Selected passage:
:::::

Making a new demuxer

Maxim asked me to to check a stream from a security camera that he could not decode with avconv without forcing the format to mjpeg.

Mysterious stream

Since it is served as http the first step had been checking the mime type. Time to use curl -I.

# curl -I "http://host/some.cgi?user=admin&amp;pwd=pwd" | grep Content-Type

Interesting enough it is a multipart/x-mixed-replace

Content-Type: multipart/x-mixed-replace;boundary=object-ipcamera

Basically the cgi sends a jpeg images one after the other, we even have a (old and ugly) muxer for it!

Time to write a demuxer.

Libav demuxers

We already have some documentation on how to write a demuxer, but it is not complete so this blogpost will provide an example.

Basics

Libav code is quite object oriented: every component is a C structure containing a description of it and pointers to a set of functions and there are fixed pattern to make easier to make new code fit in.

Every major library has an all${components}.c in which the components are registered to be used. In our case we talk about libavformat so we have allformats.c.

:::::

List of tasks:
**a)** List every heading in the demuxer post, counting its title.
**b)** Return each line of the rows that contains the string "horse", treating uppercase and lowercase as different.
The demuxer post has no connection to the rows that come after it.

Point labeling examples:
:::::

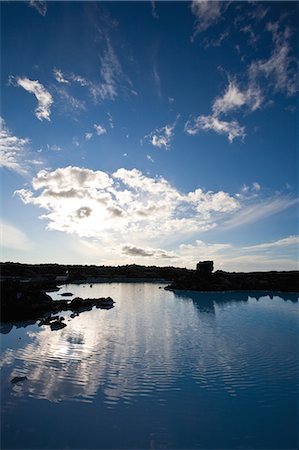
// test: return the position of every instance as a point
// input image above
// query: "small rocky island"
(204, 279)
(21, 301)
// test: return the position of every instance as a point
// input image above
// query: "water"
(159, 370)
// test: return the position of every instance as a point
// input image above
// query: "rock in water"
(18, 379)
(57, 325)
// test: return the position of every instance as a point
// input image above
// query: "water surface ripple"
(160, 370)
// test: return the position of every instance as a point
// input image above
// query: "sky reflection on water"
(168, 364)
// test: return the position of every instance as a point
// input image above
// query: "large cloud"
(126, 207)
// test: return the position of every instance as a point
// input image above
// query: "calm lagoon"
(159, 370)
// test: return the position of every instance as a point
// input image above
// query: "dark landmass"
(204, 279)
(47, 273)
(23, 286)
(27, 301)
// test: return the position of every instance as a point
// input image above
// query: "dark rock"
(57, 325)
(18, 379)
(205, 267)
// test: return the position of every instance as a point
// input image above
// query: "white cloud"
(54, 148)
(12, 237)
(232, 129)
(162, 137)
(207, 13)
(44, 98)
(59, 76)
(110, 120)
(280, 70)
(234, 98)
(112, 75)
(100, 129)
(78, 79)
(292, 241)
(147, 252)
(278, 255)
(40, 6)
(68, 102)
(258, 211)
(12, 150)
(126, 206)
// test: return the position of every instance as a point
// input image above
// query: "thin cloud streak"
(43, 97)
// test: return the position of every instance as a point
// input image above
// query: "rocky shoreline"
(25, 301)
(204, 280)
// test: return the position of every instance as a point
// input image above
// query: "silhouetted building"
(205, 267)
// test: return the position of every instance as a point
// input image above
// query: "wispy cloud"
(292, 241)
(126, 206)
(162, 137)
(110, 120)
(157, 80)
(132, 250)
(281, 69)
(13, 238)
(12, 150)
(278, 255)
(113, 79)
(99, 129)
(59, 76)
(68, 102)
(40, 6)
(232, 99)
(44, 98)
(231, 129)
(88, 136)
(207, 13)
(259, 210)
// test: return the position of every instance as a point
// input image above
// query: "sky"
(154, 133)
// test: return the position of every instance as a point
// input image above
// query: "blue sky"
(150, 132)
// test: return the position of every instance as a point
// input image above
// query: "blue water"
(160, 370)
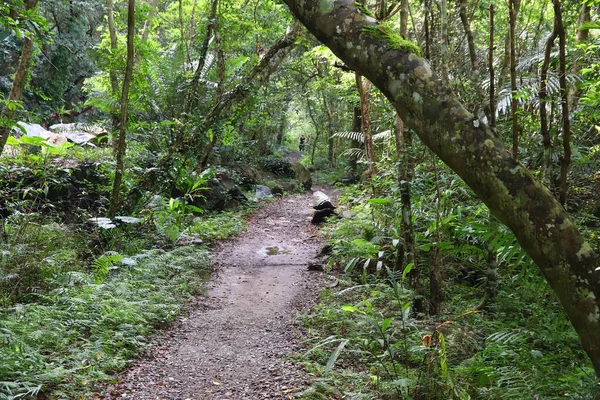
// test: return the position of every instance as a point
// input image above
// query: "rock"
(303, 176)
(222, 193)
(277, 190)
(312, 266)
(321, 201)
(320, 215)
(288, 187)
(323, 205)
(325, 250)
(261, 191)
(247, 174)
(79, 133)
(31, 130)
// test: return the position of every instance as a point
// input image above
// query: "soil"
(235, 342)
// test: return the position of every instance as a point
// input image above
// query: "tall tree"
(19, 81)
(473, 151)
(121, 144)
(565, 160)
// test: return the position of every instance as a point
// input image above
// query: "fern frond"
(358, 136)
(354, 153)
(383, 136)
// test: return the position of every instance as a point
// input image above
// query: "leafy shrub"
(80, 334)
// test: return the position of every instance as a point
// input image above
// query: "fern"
(357, 136)
(102, 265)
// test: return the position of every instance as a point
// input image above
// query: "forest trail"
(234, 342)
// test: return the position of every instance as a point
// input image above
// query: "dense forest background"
(134, 133)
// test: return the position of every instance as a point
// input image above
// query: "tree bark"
(19, 81)
(474, 152)
(512, 17)
(364, 89)
(581, 37)
(462, 11)
(121, 145)
(491, 68)
(565, 160)
(543, 94)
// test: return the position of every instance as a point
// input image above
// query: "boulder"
(303, 176)
(261, 191)
(222, 193)
(79, 133)
(323, 207)
(28, 129)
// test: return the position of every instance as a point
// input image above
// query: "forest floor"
(234, 342)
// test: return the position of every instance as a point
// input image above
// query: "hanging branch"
(191, 95)
(543, 93)
(565, 161)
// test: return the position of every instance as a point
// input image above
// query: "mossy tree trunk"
(114, 202)
(474, 152)
(19, 81)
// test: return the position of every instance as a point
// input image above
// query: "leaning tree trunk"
(114, 203)
(19, 81)
(473, 151)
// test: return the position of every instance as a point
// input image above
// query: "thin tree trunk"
(190, 99)
(147, 27)
(407, 251)
(262, 71)
(331, 130)
(491, 68)
(581, 37)
(19, 81)
(543, 94)
(184, 41)
(364, 90)
(356, 127)
(462, 7)
(403, 18)
(121, 147)
(565, 161)
(427, 35)
(112, 74)
(444, 39)
(435, 268)
(539, 222)
(311, 114)
(512, 16)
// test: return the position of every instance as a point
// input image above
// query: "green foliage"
(79, 334)
(385, 31)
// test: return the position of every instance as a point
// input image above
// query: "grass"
(78, 335)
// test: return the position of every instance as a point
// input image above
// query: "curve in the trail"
(234, 344)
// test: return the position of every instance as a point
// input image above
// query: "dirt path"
(234, 344)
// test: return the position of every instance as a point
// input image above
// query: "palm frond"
(358, 136)
(383, 136)
(354, 153)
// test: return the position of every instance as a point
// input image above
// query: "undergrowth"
(77, 335)
(365, 342)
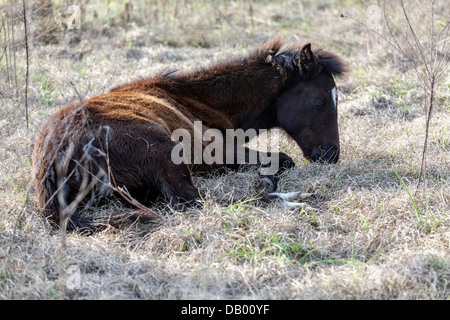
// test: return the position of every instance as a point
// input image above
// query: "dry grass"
(374, 235)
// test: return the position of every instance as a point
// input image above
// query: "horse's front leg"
(271, 165)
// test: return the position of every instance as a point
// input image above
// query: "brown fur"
(123, 138)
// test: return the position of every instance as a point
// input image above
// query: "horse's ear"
(308, 61)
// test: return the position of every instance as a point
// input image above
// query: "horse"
(122, 142)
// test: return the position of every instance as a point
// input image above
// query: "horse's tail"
(56, 203)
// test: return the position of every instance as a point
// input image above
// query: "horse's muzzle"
(326, 154)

:::::

Answers given:
**a)**
Making a new demuxer
Mysterious stream
Libav demuxers
Basics

**b)**
// query: "horse's front leg"
// query: "horse's ear"
// query: "horse"
// query: "horse's tail"
// query: "horse's muzzle"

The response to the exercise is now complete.